▸ **Your objective**
List each line in the listing below that contains the word "landing".

▸ **Entries supplied**
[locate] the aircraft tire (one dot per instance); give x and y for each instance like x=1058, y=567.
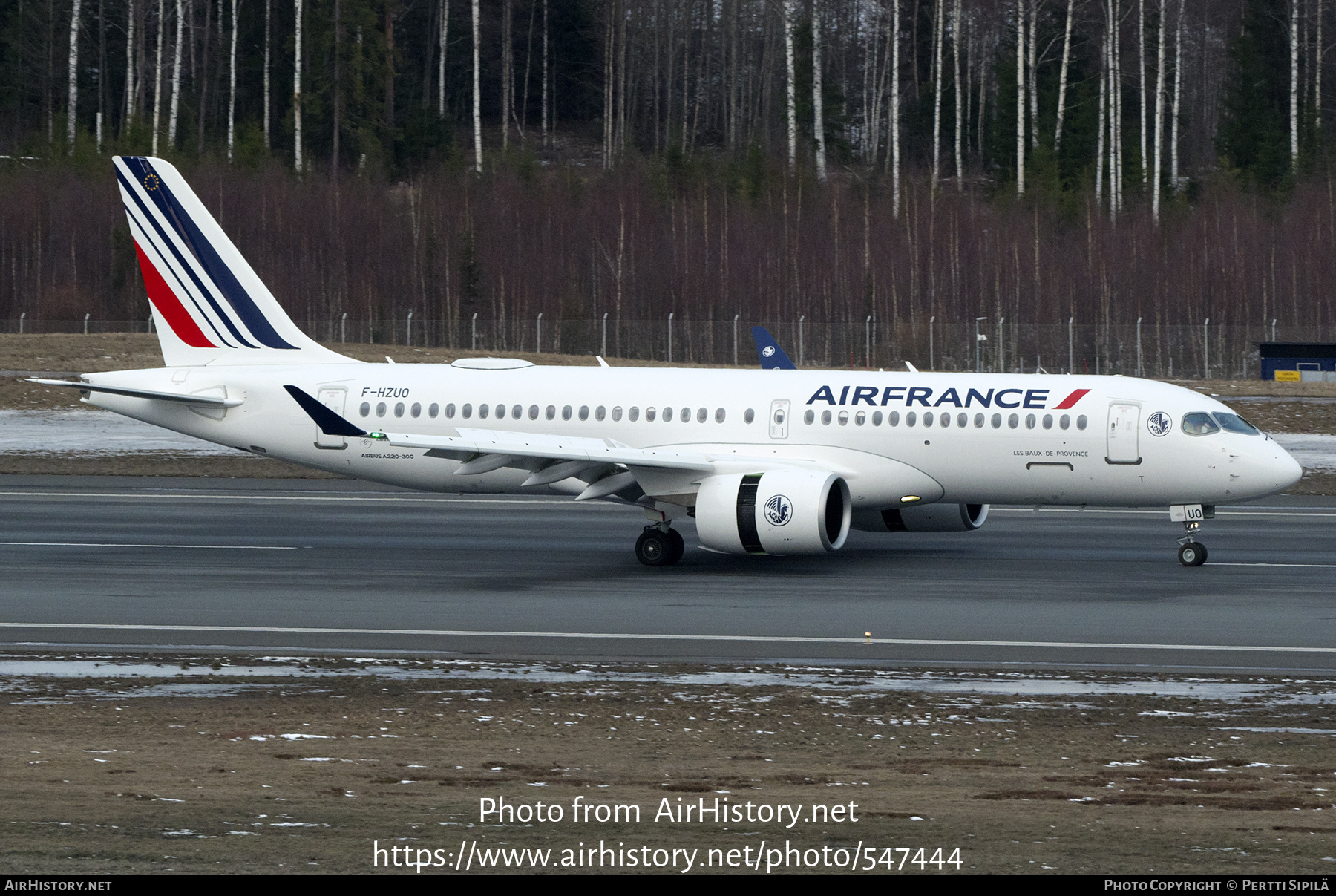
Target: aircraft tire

---

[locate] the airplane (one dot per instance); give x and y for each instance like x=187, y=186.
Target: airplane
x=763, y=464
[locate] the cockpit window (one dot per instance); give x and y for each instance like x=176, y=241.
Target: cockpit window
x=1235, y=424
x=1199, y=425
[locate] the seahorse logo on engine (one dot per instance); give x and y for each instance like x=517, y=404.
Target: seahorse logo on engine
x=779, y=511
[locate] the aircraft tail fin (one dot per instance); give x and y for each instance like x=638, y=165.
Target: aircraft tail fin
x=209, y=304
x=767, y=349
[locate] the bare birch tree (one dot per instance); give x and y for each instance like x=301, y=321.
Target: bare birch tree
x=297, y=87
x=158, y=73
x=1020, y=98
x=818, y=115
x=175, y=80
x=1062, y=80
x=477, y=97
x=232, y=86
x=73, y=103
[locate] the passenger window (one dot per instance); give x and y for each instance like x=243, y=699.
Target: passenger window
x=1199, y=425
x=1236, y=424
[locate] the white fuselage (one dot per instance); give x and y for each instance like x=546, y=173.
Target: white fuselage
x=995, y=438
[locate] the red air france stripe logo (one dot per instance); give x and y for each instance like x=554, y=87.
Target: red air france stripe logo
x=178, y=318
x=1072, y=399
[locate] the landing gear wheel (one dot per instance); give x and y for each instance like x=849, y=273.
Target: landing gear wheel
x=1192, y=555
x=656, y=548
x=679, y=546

▸ **Task solution**
[locate] the landing gear wheel (one dot per instance); give x and y for each instance like x=849, y=273.
Target: landing gear wheel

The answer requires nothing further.